The task => Reproduce the listing from the line with "building in background." to the line with "point(187, 65)", swapping "wicker stroller" for "baby carriage" and leaving everything else unchanged.
* start Input records *
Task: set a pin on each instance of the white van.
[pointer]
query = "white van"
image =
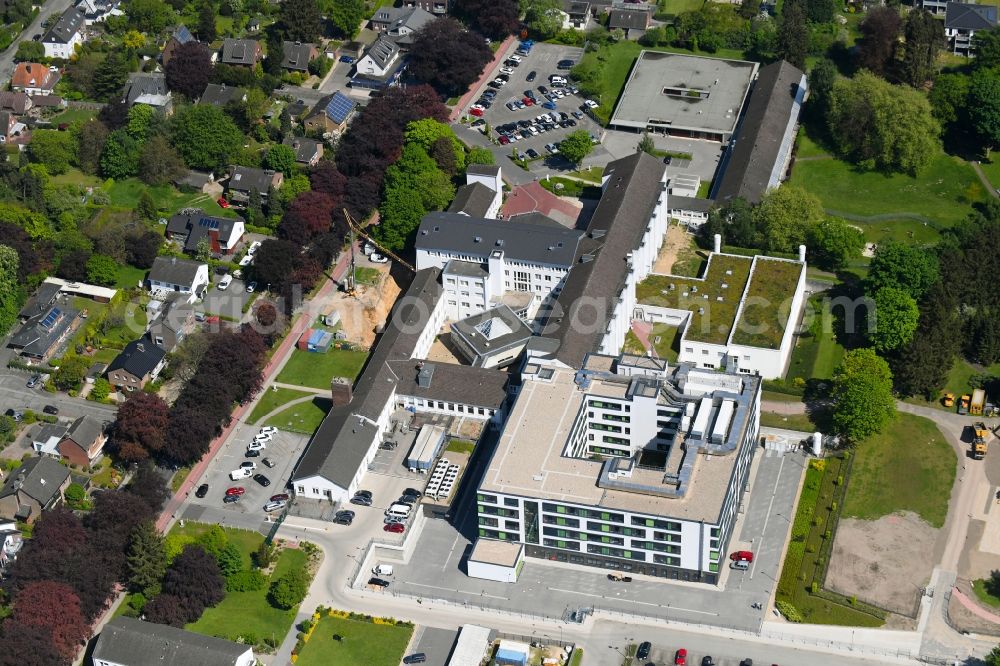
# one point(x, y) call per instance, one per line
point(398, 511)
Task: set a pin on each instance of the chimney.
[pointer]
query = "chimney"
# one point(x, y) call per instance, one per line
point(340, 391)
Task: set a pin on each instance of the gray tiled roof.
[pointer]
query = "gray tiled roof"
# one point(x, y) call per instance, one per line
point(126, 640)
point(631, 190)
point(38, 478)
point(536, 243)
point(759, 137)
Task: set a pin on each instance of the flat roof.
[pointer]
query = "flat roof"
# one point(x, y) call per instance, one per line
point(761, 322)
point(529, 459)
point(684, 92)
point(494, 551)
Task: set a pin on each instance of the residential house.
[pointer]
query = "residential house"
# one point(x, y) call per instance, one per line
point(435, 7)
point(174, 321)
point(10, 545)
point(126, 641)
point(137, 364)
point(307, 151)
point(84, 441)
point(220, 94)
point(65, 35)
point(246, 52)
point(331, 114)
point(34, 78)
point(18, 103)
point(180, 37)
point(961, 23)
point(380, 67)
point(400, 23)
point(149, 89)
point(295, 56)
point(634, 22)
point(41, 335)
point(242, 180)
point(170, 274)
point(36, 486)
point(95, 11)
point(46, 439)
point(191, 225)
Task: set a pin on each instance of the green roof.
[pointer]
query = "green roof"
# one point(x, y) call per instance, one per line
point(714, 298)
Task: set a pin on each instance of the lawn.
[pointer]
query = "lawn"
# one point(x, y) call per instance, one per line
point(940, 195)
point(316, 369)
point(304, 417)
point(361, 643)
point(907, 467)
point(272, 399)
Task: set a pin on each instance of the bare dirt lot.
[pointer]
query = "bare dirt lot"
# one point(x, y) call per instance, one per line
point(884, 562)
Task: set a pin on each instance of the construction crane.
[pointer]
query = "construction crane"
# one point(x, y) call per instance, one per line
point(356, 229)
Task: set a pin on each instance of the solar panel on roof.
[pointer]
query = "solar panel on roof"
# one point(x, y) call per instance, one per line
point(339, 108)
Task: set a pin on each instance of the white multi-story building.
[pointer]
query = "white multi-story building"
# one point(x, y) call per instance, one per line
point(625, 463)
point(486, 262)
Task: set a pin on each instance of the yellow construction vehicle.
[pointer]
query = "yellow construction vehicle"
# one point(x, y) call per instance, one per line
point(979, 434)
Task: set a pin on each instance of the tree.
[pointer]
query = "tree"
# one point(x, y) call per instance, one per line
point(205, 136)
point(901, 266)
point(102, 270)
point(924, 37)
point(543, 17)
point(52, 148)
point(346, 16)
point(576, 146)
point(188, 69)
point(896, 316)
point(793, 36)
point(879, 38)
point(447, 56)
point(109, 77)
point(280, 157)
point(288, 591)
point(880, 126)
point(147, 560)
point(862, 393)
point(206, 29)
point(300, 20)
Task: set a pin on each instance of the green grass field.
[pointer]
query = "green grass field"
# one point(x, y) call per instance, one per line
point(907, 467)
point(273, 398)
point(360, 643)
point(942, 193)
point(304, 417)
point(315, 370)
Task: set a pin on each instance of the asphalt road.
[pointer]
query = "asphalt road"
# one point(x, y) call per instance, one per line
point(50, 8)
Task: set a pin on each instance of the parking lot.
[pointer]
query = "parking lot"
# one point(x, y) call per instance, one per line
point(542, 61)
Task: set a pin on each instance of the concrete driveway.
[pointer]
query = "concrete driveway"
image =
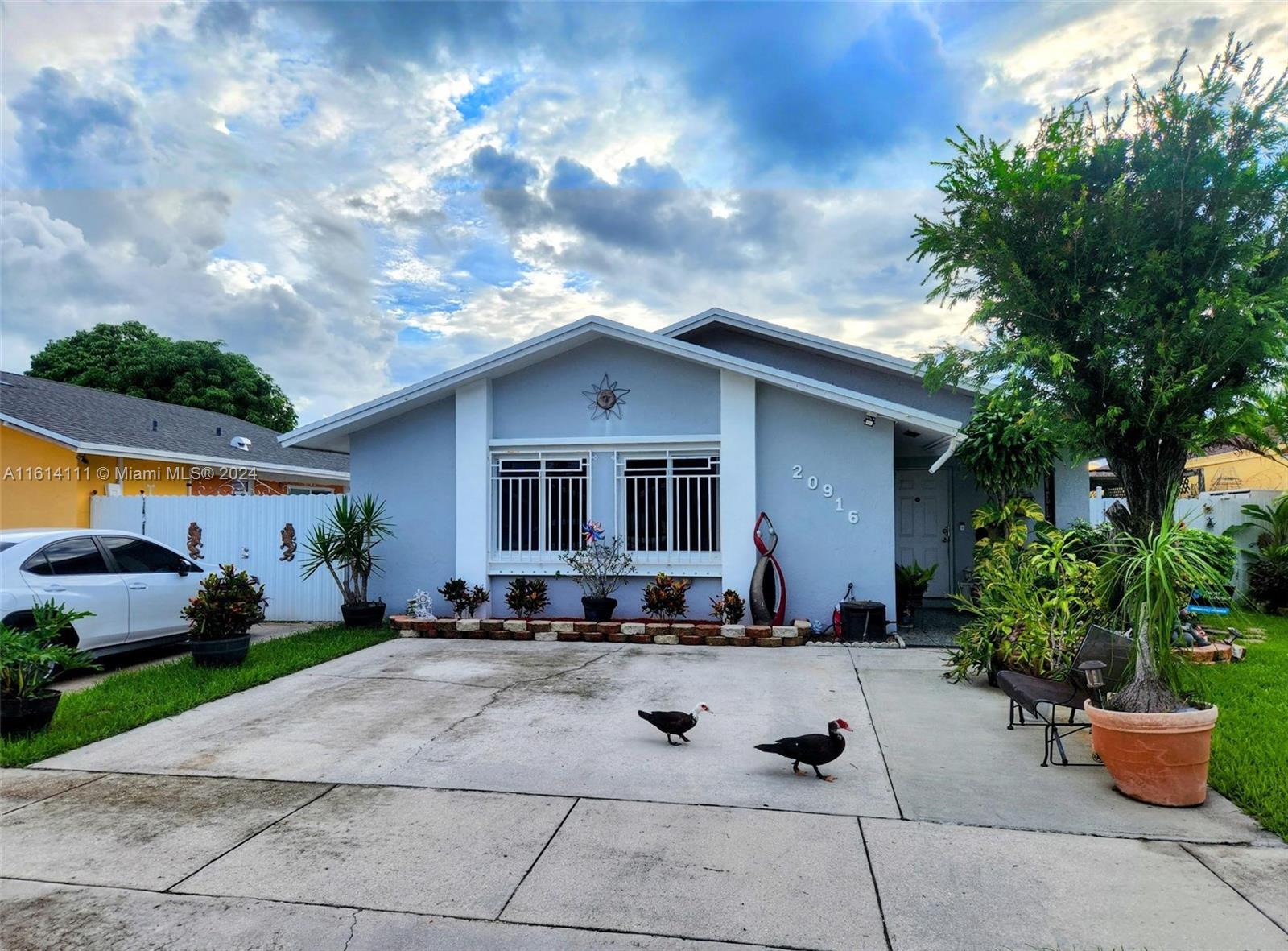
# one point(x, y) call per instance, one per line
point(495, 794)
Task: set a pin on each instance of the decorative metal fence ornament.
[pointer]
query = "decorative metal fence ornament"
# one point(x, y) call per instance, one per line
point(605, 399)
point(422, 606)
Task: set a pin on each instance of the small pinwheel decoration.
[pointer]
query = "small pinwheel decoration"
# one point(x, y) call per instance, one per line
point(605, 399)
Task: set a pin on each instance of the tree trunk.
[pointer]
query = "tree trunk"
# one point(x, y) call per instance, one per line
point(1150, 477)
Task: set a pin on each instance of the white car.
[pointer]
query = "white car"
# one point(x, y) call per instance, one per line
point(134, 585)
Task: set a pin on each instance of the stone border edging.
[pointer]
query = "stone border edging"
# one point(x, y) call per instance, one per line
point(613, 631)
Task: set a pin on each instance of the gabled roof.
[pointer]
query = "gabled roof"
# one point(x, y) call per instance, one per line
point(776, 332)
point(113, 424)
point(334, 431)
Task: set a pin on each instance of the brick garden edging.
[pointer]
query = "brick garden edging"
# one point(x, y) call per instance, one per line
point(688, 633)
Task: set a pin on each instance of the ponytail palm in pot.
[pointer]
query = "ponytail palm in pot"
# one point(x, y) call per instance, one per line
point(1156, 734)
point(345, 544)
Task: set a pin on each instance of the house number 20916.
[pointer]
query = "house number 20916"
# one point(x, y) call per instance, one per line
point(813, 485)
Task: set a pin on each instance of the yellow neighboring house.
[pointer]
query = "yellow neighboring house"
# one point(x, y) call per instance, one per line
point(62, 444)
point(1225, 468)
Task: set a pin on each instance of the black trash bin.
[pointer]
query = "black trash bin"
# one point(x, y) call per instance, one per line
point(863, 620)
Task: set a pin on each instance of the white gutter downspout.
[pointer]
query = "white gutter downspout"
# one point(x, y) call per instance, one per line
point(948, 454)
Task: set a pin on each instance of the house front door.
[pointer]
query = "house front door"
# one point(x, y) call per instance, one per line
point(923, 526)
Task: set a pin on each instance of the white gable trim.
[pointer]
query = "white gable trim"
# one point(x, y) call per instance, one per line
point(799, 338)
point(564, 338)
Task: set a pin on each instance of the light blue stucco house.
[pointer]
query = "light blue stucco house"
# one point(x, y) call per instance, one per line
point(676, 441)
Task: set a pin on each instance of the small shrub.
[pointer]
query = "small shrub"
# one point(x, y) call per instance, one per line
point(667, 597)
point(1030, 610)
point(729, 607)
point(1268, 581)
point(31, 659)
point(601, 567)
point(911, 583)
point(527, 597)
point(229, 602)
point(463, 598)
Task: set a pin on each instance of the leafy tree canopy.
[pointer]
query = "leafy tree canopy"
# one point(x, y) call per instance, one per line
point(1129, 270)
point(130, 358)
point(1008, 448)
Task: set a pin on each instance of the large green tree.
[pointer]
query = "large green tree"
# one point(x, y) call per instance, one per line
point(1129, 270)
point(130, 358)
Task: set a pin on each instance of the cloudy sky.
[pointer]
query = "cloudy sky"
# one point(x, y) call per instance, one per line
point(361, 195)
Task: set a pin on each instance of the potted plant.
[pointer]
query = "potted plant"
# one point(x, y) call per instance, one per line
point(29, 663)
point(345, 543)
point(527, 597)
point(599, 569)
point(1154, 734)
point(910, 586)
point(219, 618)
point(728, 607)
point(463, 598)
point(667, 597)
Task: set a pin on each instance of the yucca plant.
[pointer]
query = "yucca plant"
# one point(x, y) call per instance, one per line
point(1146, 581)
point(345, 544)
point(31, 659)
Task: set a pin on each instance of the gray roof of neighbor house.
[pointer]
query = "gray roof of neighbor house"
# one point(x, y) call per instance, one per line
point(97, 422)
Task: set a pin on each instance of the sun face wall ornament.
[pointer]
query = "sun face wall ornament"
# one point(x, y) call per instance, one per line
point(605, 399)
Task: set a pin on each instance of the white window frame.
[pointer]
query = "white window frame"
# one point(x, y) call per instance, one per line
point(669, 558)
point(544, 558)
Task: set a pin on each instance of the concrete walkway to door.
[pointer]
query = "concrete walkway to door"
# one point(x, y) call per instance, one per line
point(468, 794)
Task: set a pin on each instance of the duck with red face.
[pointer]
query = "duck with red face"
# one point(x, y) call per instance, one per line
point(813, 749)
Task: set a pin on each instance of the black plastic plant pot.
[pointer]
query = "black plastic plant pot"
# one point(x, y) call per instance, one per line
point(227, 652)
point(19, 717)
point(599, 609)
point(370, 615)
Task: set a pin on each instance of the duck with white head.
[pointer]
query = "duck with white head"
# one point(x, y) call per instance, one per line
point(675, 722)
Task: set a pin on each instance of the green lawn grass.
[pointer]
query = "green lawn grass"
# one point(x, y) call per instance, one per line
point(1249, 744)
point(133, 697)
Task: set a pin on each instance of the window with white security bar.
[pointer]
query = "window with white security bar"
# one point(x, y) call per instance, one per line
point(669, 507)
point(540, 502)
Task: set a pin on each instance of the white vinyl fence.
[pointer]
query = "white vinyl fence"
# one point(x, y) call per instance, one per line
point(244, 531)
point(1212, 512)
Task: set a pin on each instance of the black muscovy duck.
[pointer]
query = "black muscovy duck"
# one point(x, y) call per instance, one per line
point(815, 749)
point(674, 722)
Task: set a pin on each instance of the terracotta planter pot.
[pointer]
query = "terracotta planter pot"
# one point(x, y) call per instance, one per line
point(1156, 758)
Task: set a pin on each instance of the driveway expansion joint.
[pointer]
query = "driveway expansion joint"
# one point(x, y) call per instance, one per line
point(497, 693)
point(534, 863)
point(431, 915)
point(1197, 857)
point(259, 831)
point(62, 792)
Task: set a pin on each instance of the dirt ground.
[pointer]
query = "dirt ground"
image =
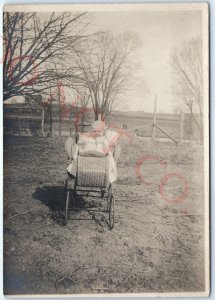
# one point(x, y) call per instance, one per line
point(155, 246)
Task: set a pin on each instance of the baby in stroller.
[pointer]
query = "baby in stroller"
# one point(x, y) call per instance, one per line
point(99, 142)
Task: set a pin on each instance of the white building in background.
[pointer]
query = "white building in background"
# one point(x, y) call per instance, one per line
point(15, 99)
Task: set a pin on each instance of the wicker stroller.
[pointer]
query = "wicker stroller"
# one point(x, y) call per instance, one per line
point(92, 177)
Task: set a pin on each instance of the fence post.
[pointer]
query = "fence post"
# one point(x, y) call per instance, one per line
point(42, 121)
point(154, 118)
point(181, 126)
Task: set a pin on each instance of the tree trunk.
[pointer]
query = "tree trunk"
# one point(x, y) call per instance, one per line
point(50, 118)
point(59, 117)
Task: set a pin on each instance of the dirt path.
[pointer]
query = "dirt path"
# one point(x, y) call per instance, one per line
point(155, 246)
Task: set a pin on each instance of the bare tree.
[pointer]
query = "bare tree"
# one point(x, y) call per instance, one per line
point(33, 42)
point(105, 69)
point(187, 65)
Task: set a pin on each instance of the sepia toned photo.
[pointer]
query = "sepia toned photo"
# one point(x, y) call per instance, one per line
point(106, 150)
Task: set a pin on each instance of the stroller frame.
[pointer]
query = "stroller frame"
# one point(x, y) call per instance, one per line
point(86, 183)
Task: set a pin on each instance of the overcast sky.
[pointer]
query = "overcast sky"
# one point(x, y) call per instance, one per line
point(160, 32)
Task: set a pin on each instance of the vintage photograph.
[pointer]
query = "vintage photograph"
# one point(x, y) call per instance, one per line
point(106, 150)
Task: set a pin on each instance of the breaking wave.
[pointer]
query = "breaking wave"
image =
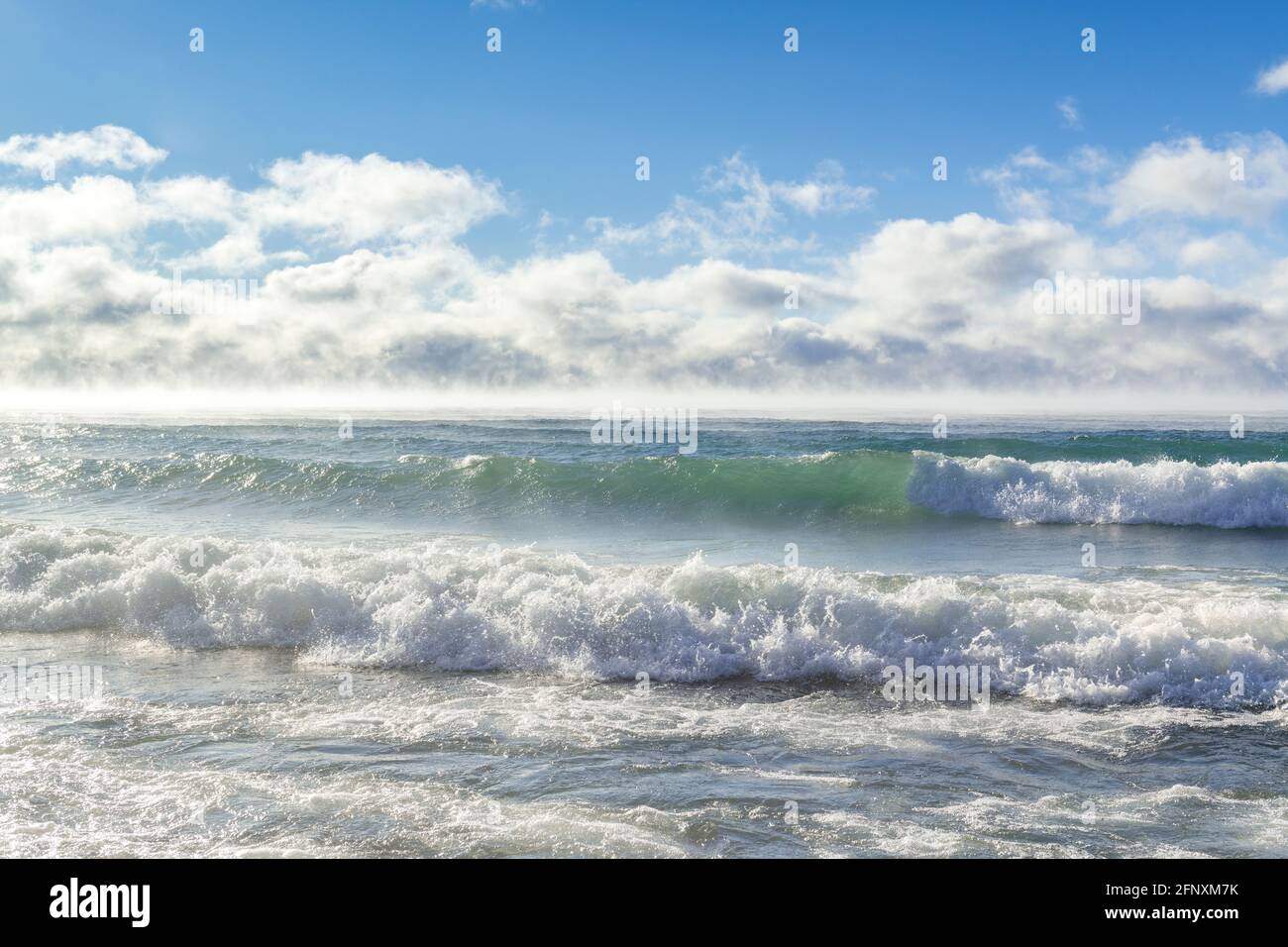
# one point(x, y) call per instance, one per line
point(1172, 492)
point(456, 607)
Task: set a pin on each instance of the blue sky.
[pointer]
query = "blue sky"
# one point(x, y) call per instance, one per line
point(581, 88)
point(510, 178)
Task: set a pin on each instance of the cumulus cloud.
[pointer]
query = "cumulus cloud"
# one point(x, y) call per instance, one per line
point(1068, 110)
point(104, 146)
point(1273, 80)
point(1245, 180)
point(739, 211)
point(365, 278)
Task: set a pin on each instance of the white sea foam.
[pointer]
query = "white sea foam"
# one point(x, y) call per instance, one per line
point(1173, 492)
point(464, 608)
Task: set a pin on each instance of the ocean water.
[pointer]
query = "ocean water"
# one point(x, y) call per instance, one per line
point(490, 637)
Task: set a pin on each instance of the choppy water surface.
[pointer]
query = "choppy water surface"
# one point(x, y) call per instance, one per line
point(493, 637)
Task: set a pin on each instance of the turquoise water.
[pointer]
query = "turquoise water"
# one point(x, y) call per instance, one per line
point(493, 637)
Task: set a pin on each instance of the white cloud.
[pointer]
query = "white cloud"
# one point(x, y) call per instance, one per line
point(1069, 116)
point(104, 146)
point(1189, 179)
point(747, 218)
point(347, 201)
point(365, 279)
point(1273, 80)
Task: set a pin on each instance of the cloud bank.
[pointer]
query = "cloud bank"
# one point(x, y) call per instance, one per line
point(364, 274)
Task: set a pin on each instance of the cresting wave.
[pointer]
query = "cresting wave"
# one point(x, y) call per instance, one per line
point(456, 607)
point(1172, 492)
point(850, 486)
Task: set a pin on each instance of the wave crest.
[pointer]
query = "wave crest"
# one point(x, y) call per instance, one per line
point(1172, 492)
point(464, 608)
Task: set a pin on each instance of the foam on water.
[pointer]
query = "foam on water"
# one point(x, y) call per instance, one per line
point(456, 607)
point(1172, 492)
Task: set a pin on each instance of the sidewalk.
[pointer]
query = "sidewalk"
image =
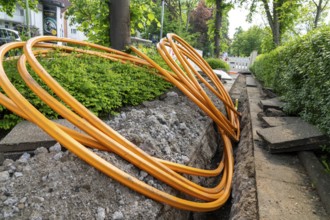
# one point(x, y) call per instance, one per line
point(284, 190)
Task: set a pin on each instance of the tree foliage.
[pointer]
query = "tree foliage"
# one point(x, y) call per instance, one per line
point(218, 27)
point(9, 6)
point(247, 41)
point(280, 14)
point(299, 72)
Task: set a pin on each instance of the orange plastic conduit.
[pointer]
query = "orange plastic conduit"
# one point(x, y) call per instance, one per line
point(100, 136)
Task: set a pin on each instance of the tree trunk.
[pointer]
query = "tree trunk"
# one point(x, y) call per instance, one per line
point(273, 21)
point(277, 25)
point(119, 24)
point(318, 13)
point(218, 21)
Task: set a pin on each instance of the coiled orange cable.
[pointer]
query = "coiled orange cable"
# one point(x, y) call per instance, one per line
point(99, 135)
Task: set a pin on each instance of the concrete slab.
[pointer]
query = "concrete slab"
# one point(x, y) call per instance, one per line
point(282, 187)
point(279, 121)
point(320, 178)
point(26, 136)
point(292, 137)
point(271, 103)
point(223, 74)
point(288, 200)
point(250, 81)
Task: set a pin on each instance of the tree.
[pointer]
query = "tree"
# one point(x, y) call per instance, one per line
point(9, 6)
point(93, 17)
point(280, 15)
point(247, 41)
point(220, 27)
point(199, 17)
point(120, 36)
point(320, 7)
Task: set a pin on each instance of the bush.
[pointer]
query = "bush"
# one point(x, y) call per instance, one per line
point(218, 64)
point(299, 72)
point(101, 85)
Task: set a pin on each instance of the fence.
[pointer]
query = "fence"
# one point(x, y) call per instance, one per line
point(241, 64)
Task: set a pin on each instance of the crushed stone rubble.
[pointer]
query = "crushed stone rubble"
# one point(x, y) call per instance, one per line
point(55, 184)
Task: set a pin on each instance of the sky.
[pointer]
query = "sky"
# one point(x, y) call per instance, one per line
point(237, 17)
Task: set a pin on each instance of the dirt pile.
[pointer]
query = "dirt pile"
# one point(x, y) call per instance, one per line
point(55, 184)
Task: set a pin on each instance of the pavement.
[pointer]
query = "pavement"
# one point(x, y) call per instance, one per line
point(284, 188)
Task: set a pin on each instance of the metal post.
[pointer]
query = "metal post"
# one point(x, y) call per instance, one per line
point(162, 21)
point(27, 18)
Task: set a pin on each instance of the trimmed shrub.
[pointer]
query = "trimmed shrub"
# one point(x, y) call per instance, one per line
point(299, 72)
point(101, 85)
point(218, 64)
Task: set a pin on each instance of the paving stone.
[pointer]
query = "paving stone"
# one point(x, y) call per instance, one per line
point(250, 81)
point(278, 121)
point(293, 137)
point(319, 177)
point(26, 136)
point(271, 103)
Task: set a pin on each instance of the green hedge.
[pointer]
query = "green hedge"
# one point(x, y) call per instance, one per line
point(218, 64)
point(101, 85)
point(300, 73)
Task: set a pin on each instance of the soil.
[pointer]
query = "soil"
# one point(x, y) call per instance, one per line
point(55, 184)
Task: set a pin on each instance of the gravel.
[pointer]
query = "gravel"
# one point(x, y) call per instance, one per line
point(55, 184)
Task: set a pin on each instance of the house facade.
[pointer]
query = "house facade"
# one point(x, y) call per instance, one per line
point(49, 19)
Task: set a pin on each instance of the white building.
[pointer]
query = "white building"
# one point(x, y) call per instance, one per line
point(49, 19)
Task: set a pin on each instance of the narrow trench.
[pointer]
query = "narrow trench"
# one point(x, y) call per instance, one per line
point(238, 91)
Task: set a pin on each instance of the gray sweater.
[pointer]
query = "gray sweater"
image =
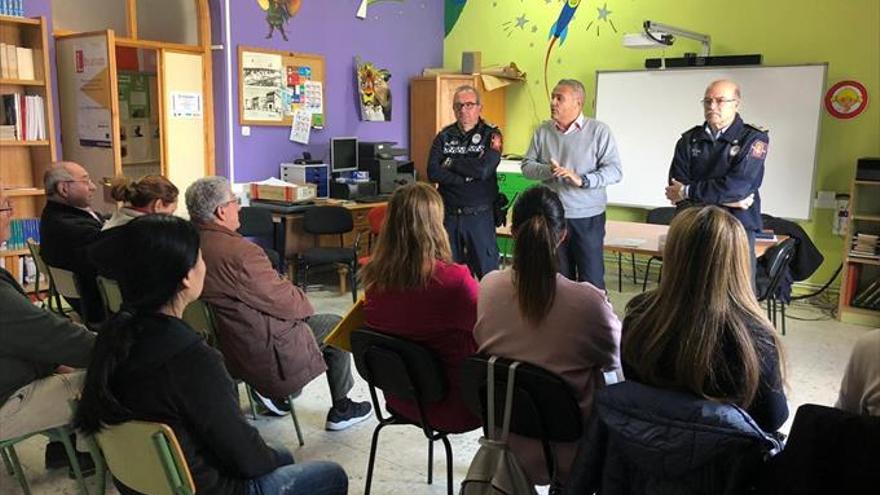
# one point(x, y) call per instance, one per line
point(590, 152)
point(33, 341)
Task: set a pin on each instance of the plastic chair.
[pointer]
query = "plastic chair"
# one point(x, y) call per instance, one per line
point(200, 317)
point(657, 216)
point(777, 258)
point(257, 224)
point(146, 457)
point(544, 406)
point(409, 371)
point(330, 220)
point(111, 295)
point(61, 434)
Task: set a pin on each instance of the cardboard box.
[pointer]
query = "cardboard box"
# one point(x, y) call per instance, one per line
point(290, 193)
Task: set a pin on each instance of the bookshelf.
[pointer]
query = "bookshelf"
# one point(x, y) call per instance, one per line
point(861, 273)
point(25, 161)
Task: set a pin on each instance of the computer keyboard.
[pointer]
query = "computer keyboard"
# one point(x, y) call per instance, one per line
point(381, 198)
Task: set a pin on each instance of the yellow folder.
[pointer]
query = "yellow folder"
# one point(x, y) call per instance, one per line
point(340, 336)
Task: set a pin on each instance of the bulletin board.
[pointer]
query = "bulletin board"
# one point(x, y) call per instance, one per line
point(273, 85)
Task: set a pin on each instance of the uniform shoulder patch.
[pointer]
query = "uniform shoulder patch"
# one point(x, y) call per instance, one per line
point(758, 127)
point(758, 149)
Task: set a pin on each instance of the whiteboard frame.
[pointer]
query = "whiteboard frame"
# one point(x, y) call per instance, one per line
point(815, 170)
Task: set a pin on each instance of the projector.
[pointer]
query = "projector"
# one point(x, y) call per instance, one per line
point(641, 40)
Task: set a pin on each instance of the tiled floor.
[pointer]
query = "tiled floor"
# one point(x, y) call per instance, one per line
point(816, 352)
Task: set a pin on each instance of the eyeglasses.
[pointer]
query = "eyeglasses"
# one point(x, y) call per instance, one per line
* end Input records *
Result of the task =>
Task: set a pin on each instance of the white building in background.
[pointer]
query = "white building in background"
# one point(x, y) call per instance, one per line
point(15, 99)
Task: set a pin on each instance of the baby carriage.
[pointer]
query = "baby carriage"
# one point(x, y) call per instance, one per line
point(92, 177)
Task: set a pin on each instance of the fence post.
[pointer]
query = "fence post"
# one point(x, y) call per instance, one per line
point(42, 121)
point(154, 118)
point(181, 126)
Task: set a pin on each instance of the tree trunk.
[pointer]
query = "tree trunk"
# one point(x, y) call per instance, one per line
point(50, 118)
point(59, 117)
Task: set a pin on each instance of the dirt path.
[pointer]
query = "dirt path"
# one point(x, y) call per instance, one per line
point(155, 246)
Task: set a pin on each instance of the bare tree.
[pointer]
query = "bare tree"
# one point(x, y) call per instance, one per line
point(33, 42)
point(105, 69)
point(187, 65)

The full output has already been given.